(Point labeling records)
---

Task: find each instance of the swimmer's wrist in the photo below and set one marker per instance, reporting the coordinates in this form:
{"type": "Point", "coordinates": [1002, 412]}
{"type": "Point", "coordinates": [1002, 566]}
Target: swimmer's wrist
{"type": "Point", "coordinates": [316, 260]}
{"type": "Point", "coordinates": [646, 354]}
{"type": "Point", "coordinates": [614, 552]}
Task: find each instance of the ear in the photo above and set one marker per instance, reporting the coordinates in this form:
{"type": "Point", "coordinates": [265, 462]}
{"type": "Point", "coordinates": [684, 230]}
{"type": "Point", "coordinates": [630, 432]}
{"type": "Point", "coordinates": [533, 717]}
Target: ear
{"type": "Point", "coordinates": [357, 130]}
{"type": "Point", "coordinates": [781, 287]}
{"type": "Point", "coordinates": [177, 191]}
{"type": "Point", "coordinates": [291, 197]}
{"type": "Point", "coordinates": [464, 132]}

---

To be done
Express every line of the records above as a Markdown table with the columns Row and Line, numbering the rows in order and leaving out any blank lines.

Correct result
| Row | Line |
|---|---|
| 1 | Task: find each instance of the swimmer's wrist in the photo below and set one marker per instance, reporting the coordinates in this form: |
| 2 | {"type": "Point", "coordinates": [1002, 412]} |
| 3 | {"type": "Point", "coordinates": [1002, 566]} |
| 4 | Target: swimmer's wrist |
| 5 | {"type": "Point", "coordinates": [316, 260]} |
| 6 | {"type": "Point", "coordinates": [646, 354]} |
| 7 | {"type": "Point", "coordinates": [614, 552]} |
| 8 | Task: find each instance of the ear in the photo above and set one marker per instance, reporting the coordinates in this form: |
| 9 | {"type": "Point", "coordinates": [265, 462]} |
| 10 | {"type": "Point", "coordinates": [684, 230]} |
| 11 | {"type": "Point", "coordinates": [630, 432]} |
| 12 | {"type": "Point", "coordinates": [533, 717]} |
| 13 | Target: ear |
| 14 | {"type": "Point", "coordinates": [357, 130]} |
| 15 | {"type": "Point", "coordinates": [781, 287]} |
| 16 | {"type": "Point", "coordinates": [177, 191]} |
| 17 | {"type": "Point", "coordinates": [291, 197]} |
| 18 | {"type": "Point", "coordinates": [464, 132]} |